• PROMPT 1: Reproduce the listing below without any changes, from the line with "like x=699, y=458." up to and including the line with "x=322, y=438".

• TEXT SEGMENT:
* * * * *

Borders define a nation. But who defined Zimbabwe’s 3000km-long boundaries?
What is a border?
A border is many things – a frontier, a margin, an edge. It defines belonging and at a national level, shapes identity and political consciousness.
As such the demarcation of such an important facet of human life occupied many states in the 19th Century during the heyday of colonisation with the attendant consolidation of control.
Borders define the limits of a state’s jurisdiction and political sovereignty and are hotly contested; wars have been fought for territorial claims and Zimbabwe, in this respect is no different to the rest of the world.
When did the border making begin?
The fascination with marking out territory and proclaiming it “mine!” seems to be a Western European preoccupation. Before the advent of colonisation, African states and empires had loosely defined boundaries, often favouring natural features or relying on the direct control of their armies over any surrogates.
Arguably, the land where people lived carried many intangible meanings and significances that were more important to the inhabitants than mere geography.
The boundaries of modern African states owe their origin almost without exception, to the influx of European empire-builders in the latter part of the 19th century, when after more than four centuries of contact, they laid claim to virtually all of Africa.
Parts of the continent had been “explored,” but now representatives of European governments and rulers arrived to create or expand African spheres of influence for their patrons. Competition was intense. Spheres of influence began to crowd each other. It was time for negotiation.
Where and when?
In late 1884, Otto von Bismarck, German Chancellor, called on representatives of Austria–Hungary, Belgium, Denmark, France, the UK, Italy, the Netherlands, Portugal, Russia, Spain, Sweden-Norway, the Ottoman Empire, and the US to take part in a Conference in Berlin to work out policy.
There is a common misconception that the main purpose of the conference was to allow the European powers to simply divide up Africa amongst each other. It is a common misconception that the Berlin Conference simply ‘divvied up’ the African continent between the European powers.

* * * * *

• PROMPT 2: According to the text on borders, who called on the European representatives to take part in a conference in Berlin in late 1884?

* * * * *

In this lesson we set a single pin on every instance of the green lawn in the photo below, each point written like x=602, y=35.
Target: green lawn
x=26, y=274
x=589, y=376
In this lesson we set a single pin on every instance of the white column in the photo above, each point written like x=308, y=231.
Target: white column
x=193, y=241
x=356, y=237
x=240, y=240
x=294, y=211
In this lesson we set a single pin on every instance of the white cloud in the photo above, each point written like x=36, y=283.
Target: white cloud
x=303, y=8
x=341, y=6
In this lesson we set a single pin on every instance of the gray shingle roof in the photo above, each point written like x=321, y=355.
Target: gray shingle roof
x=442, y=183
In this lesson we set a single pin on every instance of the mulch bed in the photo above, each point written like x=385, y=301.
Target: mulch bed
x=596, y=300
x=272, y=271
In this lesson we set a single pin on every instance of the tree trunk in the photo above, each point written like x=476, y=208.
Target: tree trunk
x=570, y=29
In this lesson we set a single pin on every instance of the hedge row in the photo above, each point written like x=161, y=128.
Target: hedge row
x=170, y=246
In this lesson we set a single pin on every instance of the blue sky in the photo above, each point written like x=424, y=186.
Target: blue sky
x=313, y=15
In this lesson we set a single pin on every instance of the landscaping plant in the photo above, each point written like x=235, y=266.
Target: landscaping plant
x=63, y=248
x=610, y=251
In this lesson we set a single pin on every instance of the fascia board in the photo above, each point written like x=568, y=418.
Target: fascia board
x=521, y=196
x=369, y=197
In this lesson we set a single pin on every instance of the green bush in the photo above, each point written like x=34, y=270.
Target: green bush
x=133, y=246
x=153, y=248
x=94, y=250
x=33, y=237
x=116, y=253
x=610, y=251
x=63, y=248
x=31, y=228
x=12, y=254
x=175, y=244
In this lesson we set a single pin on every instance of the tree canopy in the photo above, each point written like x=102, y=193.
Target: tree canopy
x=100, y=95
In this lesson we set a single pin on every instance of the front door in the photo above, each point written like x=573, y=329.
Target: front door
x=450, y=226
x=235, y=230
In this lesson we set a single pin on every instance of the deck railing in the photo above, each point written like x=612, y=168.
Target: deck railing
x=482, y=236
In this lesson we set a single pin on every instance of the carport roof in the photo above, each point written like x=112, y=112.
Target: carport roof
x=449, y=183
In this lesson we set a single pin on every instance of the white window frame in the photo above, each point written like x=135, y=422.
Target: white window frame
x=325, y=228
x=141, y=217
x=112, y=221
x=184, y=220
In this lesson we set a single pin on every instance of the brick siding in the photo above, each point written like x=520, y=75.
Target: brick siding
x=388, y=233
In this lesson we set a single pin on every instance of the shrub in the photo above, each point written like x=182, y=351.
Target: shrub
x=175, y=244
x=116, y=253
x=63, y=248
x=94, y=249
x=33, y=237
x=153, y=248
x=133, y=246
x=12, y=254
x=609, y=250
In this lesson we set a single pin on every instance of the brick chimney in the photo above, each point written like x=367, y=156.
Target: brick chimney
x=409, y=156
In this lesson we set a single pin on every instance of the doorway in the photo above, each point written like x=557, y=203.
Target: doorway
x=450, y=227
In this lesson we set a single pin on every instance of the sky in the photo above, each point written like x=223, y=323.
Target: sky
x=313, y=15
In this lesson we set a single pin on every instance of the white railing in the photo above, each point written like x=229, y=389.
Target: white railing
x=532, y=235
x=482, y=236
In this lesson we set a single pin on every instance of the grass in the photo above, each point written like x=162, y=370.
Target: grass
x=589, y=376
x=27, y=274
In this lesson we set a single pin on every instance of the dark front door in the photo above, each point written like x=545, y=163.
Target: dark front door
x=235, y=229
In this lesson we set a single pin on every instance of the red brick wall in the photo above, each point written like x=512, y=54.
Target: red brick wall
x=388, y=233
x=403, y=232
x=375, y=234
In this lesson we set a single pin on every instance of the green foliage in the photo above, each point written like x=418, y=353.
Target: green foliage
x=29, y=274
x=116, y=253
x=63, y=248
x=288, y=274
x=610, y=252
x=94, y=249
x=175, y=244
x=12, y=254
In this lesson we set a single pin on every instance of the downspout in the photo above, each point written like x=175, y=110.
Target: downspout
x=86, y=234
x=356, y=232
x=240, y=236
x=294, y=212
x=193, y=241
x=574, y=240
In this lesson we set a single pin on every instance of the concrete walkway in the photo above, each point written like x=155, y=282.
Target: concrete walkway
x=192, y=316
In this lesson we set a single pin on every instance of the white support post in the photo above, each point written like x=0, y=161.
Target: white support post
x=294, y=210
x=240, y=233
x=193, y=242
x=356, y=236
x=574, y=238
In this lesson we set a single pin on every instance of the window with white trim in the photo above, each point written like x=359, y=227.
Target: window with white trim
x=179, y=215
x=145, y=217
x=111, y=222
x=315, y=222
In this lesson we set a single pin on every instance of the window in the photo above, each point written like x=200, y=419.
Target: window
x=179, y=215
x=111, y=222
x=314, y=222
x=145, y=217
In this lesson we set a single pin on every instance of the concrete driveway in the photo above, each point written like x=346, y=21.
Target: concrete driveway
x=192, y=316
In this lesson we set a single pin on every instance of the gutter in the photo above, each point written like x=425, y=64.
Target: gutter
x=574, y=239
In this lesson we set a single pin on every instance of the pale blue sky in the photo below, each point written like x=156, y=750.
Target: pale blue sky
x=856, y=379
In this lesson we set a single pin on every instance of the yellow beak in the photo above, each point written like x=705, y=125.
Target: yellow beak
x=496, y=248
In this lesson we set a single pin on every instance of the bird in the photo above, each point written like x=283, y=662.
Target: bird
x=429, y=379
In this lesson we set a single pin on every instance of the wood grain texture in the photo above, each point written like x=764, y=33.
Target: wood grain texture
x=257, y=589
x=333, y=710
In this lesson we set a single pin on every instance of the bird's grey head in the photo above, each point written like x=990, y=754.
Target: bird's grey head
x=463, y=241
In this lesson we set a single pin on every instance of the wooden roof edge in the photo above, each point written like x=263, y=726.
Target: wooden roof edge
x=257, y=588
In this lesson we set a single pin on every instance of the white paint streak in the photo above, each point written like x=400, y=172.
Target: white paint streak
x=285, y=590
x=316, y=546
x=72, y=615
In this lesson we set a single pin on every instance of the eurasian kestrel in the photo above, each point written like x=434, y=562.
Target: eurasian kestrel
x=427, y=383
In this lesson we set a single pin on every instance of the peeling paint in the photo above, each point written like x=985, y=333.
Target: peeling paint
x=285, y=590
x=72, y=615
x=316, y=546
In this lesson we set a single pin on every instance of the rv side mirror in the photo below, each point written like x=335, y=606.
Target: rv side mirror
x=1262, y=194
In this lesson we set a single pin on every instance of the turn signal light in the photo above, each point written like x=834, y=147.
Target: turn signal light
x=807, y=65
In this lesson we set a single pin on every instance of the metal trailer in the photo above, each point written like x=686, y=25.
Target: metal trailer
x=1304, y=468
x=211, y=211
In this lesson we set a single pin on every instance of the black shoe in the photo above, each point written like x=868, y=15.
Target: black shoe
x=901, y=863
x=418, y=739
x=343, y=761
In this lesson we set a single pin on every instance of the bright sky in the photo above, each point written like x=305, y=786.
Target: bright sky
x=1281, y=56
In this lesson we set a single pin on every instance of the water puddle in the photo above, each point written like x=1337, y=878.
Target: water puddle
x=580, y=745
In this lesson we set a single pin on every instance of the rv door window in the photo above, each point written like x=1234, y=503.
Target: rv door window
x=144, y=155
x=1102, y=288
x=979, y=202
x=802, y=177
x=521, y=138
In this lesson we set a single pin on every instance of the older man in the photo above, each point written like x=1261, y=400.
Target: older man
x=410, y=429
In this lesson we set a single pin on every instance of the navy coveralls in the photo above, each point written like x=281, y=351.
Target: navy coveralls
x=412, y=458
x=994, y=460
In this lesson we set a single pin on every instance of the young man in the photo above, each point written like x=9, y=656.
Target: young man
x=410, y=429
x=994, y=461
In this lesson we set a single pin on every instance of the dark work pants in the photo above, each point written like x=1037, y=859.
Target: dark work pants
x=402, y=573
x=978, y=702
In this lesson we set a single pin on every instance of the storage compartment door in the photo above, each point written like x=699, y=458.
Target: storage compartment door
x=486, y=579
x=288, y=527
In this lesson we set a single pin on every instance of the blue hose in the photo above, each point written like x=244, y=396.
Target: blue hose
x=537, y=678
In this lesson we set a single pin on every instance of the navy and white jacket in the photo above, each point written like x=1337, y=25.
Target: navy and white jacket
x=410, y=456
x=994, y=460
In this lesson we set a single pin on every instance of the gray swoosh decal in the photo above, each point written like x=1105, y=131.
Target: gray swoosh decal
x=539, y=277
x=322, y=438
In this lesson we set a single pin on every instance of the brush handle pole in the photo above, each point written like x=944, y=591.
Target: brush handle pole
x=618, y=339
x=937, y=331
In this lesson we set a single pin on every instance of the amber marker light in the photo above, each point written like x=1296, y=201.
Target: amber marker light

* * * * *

• FINISHED ANSWER 1:
In this lesson we set a single pin on every instance of the storage compartment door in the photo above, each point written like x=699, y=458.
Target: storage compartment door
x=486, y=579
x=288, y=527
In this lesson we set a single pin on every instance of the blue hose in the photo above, each point written like x=244, y=396.
Target: blue hose
x=537, y=678
In this lesson we set a single pin on every instance of the navy and white jacket in the photo above, each point written like x=1337, y=25.
Target: navy and white jacket
x=410, y=456
x=994, y=460
In this lesson we set a single pin on every instance of the gray swoosh decal in the photo above, each point written like x=1105, y=131.
Target: gray swoosh decal
x=539, y=277
x=322, y=438

• FINISHED ANSWER 2: Otto von Bismarck, the German Chancellor.